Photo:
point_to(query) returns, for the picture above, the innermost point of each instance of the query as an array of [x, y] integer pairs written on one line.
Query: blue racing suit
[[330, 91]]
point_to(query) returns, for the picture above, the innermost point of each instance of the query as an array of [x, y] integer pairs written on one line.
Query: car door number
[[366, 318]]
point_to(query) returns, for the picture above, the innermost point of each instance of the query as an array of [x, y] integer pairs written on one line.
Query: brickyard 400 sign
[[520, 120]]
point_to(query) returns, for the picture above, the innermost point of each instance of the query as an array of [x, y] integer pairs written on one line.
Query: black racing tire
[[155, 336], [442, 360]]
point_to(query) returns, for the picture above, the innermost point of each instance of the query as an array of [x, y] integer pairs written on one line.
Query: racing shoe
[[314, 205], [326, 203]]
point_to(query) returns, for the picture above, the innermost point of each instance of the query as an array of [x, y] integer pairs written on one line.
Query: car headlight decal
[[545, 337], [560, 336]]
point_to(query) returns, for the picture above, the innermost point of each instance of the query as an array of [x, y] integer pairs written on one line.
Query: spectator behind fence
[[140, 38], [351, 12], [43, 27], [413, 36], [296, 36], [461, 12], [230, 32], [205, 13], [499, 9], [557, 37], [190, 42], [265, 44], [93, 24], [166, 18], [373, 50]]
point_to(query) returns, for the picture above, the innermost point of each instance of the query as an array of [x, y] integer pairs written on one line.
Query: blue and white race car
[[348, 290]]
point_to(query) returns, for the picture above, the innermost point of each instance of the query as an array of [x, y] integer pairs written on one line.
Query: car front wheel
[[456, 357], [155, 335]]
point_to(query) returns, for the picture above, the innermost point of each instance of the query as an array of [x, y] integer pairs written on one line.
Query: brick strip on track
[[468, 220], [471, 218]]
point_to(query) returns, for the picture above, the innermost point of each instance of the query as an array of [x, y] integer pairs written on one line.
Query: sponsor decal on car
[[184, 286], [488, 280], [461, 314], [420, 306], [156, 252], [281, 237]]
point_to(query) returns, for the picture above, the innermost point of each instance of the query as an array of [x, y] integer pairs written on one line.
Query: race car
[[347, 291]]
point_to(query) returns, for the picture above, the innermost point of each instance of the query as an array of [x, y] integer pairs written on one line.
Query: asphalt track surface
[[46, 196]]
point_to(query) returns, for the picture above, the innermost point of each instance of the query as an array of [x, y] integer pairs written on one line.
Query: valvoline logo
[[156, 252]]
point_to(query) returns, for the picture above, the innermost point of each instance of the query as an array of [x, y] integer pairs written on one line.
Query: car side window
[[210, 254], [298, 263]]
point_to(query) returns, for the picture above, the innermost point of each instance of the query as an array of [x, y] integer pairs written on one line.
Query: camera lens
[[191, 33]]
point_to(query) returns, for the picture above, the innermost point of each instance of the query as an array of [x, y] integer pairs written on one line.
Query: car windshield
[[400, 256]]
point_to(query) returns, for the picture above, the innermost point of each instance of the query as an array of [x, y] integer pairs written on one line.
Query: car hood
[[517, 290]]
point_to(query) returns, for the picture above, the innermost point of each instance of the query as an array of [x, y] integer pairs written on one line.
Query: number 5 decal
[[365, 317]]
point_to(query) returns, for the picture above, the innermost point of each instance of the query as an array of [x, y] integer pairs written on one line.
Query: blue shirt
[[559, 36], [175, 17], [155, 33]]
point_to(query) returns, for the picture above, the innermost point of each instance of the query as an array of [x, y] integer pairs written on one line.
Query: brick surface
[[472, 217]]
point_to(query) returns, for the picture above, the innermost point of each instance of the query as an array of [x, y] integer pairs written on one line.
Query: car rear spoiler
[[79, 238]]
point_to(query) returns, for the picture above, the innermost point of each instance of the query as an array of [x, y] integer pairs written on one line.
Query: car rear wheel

-------

▶ **EXERCISE OBJECTIVE**
Find each line in the items above that contains the word "decal" and copy those lines.

▶ **RESPONSE**
Query: car headlight decal
Query: sponsor decal on car
Query: number 5 decal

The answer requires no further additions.